Griechenland und seine europäischen Partner haben sich im Schuldenstreit geeinigt. «Es ist ein sehr positives Ergebnis», sagte Eurogruppen-Chef Jeroen Dijsselbloem nach dem Treffen am Freitagabend in Brüssel. Er sprach von einer «intensiven Debatte».
Die Beteiligten hätten sich auf eine Vereinbarung verständigt. «Heute Abend gab es den ersten Schritt, um wieder Vertrauen aufzubauen», sagte der Eurogruppen-Chef. Es sei ein «wichtiger Schritt in die richtige Richtung». Das Hilfsprogramm für Griechenland wir laut Dijsselbloem um vier Monate verlängert. Athen hatte um sechs Monate gebeten.
Die Lage in Griechenland müsse stabilisiert werden, sagte Dijsselbloem. Mit Blick auf die Vier-Monats-Frist sagte er, es müsse zugleich nun an der Anschlussregelung gearbeitet werden. Es müsse der Finanzierungsbedarf ermittelt werden. Vier Monate seien ein angemessener Zeitraum.
Ausserdem habe sich die griechische Regierung verpflichtet, die Reformen fortzusetzen. Sie bekräftige, das Hilfsprogramm bis zum 30. Juni inklusive der Spar- und Reformauflagen erfolgreich abschliessen zu wollen. Gemäss einem Communiqué der Euro-Finanzminister wird Griechenland am Montag eine erste Liste mit Reformvorschlägen präsentieren.

__________

Um wie viele Monate wird das Hilfsprogramm für Griechenland laut dem Textabschnitt zum Schuldenstreit verlängert? Die Auflistung spielt hierfür keine Rolle.

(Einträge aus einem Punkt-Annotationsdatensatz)
__________

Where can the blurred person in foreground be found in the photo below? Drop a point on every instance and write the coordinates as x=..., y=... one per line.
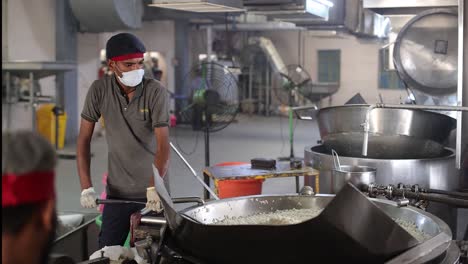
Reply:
x=28, y=198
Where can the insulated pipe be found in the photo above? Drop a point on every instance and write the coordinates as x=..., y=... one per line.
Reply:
x=366, y=124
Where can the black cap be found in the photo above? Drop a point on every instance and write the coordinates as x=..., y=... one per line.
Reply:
x=124, y=46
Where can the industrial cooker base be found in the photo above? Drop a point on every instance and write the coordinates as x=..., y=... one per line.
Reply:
x=434, y=173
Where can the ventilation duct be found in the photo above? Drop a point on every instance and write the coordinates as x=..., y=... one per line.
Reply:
x=290, y=10
x=107, y=15
x=340, y=15
x=201, y=6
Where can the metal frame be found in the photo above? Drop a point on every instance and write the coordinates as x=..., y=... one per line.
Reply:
x=462, y=93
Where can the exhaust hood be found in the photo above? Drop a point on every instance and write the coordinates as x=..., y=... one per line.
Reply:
x=201, y=6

__________

§ LÖSUNG
Um vier Monate.